Work request
Nothing but the lines holding the string "snow" should appear in the answer. Copy them from the entries.
------------------------------------------------------------
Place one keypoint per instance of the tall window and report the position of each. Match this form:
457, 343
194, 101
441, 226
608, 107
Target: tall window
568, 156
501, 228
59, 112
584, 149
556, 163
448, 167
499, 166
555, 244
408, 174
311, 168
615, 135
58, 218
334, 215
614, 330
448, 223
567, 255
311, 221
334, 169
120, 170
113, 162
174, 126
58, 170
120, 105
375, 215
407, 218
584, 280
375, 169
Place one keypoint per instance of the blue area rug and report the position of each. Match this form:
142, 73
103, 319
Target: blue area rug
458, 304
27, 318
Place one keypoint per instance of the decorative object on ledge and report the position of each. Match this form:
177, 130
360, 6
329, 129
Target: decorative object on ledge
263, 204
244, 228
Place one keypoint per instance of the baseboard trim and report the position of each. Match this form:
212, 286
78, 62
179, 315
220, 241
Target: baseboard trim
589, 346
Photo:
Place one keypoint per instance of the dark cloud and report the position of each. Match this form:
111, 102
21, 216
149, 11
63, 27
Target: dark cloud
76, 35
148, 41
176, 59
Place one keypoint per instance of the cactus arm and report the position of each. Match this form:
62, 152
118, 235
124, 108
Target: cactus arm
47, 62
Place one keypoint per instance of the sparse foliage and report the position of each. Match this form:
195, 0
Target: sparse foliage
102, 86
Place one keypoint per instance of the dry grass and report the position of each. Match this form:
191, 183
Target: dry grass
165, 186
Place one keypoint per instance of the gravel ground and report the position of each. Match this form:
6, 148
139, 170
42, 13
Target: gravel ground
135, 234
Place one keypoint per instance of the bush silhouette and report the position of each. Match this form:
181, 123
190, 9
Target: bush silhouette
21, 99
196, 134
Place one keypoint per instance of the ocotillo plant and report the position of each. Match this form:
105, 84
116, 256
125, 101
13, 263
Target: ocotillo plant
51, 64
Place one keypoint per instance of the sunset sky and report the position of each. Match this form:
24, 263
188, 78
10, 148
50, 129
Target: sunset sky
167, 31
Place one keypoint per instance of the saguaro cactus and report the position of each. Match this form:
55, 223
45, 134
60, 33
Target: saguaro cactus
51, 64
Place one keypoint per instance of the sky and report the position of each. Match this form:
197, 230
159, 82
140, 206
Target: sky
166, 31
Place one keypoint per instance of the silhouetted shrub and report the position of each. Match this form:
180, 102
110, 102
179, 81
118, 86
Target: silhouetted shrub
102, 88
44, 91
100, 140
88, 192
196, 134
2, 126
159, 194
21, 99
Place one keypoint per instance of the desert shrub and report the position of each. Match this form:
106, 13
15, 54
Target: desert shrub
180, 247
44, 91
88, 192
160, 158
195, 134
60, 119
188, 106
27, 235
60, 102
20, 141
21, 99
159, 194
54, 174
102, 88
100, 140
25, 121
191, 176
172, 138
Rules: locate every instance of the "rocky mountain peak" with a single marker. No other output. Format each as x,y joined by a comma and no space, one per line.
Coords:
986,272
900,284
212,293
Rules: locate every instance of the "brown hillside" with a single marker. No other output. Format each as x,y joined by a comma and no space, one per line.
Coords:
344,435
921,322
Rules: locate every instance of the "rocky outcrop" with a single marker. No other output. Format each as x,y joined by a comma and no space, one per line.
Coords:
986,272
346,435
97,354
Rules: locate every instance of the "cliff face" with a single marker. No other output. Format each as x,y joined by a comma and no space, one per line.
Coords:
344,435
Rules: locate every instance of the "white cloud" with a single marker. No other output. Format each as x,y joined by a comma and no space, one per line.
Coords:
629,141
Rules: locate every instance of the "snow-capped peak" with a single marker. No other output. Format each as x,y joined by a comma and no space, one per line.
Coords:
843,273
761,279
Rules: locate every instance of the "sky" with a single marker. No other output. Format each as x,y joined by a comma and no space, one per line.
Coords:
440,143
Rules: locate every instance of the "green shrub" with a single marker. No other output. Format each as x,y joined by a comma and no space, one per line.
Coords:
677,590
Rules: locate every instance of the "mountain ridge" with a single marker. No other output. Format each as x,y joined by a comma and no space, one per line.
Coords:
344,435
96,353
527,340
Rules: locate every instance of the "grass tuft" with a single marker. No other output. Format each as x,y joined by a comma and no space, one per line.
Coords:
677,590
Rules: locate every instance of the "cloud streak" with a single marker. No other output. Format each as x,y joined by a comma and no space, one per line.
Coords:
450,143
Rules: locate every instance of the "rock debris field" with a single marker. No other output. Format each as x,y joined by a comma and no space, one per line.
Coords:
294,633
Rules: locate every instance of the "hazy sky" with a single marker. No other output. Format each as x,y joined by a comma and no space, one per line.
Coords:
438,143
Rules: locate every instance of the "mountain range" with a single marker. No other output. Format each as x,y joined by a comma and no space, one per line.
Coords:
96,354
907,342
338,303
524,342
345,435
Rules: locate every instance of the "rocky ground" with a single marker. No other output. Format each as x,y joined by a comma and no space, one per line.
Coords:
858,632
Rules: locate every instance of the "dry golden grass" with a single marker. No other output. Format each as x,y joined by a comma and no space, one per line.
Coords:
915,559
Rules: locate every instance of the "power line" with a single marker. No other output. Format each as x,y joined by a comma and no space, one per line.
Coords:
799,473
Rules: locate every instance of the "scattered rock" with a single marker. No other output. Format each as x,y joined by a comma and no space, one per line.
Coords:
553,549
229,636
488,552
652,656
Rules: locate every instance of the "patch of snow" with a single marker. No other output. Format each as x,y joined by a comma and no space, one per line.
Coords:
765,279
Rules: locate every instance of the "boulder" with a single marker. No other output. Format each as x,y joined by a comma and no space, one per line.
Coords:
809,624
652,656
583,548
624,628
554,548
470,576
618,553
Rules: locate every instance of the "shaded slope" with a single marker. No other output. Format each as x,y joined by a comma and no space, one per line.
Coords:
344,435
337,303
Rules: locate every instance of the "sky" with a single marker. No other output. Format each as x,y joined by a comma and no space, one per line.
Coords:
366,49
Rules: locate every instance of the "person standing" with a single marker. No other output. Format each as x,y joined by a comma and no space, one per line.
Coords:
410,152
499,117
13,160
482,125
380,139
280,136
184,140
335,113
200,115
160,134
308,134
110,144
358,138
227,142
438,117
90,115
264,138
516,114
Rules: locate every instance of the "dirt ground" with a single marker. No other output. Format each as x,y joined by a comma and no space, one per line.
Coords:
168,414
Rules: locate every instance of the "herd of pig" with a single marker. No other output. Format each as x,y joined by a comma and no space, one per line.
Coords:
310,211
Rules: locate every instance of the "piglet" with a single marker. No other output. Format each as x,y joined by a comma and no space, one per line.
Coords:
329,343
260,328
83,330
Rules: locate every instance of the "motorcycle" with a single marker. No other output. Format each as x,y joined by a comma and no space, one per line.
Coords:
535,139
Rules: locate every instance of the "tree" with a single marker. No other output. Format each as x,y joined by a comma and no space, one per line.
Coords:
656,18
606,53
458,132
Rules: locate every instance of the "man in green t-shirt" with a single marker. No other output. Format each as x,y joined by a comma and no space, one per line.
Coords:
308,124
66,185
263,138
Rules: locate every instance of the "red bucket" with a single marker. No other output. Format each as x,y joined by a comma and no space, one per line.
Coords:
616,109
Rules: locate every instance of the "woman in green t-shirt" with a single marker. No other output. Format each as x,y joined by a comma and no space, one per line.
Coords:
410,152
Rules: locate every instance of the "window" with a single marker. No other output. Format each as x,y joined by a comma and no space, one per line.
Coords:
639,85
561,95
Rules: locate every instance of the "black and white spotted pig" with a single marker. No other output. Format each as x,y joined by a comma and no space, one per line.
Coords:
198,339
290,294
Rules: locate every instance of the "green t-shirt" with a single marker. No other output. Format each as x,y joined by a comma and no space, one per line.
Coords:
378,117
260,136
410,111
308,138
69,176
------------------------------------------------------------
Exercise result
Rules: locate every instance of the "snow-capped peak" with a single marker. No other output. Format each as x,y joined by a comma and no space, one per line.
Rules: locate every instance of the "patch of snow" with a single marker. No other output. Format each as x,y joined by a comma and no space, one per line.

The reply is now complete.